AIM OF THE EXERCISE
Rewrite the lines in all the records, replacing "simplified polygon" with "closed polygon" and leaving everything else unchanged. Leave the pictures out of your answer.
----- SUPPLIED DATA -----
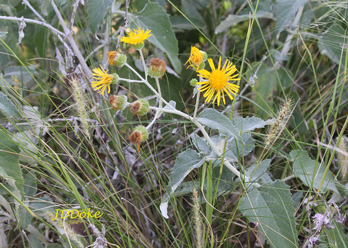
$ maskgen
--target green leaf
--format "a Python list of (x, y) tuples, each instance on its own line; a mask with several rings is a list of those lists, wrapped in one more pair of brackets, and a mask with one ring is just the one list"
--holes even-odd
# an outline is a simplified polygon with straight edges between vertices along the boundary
-----
TASK RESPONSE
$ maskgen
--target green leaf
--format "a Python list of (x, y) tuples, each instance on its own line; a mask with several rings is a list of those lists, wrapped in one more pair of brackets, and a mask with one ring is just the one list"
--holes even-odd
# an outline is a closed polygon with straight edges between vertices along the boundary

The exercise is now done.